Please pick out every line of the material below that contains the string "Target" and copy those lines unchanged.

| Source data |
---*---
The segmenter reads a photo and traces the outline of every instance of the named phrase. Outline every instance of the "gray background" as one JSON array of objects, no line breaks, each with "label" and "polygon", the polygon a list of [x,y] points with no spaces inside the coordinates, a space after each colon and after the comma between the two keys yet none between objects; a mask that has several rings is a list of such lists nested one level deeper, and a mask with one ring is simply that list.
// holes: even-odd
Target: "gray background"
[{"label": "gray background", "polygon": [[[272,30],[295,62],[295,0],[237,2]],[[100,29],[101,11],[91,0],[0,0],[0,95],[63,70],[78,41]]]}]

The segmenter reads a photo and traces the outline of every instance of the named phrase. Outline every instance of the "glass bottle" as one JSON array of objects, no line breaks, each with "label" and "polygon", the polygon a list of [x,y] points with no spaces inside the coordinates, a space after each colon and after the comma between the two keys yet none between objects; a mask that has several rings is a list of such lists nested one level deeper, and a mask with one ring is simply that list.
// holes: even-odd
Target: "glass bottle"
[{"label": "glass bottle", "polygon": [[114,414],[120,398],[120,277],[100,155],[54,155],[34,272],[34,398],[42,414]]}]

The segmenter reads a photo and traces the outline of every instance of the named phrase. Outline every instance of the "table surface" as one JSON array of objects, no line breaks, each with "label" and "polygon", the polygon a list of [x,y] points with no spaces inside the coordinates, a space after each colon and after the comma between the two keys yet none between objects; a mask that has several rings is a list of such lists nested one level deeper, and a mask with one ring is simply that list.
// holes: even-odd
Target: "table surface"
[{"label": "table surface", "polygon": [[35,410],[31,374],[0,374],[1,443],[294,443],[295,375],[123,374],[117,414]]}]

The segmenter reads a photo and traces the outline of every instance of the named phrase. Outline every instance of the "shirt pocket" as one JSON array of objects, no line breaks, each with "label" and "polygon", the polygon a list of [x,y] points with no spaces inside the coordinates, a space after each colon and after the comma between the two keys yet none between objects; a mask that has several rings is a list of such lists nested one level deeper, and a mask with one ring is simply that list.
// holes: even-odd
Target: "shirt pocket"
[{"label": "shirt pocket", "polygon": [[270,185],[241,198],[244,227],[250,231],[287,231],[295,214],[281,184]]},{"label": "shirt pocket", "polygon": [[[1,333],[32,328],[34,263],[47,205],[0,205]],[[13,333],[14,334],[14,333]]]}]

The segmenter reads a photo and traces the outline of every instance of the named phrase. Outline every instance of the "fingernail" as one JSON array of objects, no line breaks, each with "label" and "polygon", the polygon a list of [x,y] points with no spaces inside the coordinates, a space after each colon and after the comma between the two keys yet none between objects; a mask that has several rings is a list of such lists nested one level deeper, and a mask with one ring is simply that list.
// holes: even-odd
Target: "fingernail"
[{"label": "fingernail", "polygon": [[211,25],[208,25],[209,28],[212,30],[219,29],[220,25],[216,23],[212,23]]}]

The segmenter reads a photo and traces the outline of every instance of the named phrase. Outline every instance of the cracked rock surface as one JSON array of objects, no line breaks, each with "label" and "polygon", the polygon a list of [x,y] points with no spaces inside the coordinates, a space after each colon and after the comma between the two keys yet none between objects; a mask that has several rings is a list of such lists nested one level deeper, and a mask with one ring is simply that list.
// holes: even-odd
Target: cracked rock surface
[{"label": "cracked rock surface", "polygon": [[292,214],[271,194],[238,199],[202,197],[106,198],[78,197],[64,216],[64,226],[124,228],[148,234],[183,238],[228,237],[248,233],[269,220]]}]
---*---
| Output for this exercise |
Target: "gray background"
Target: "glass bottle"
Target: "table surface"
Target: "shirt pocket"
Target: "fingernail"
Target: cracked rock surface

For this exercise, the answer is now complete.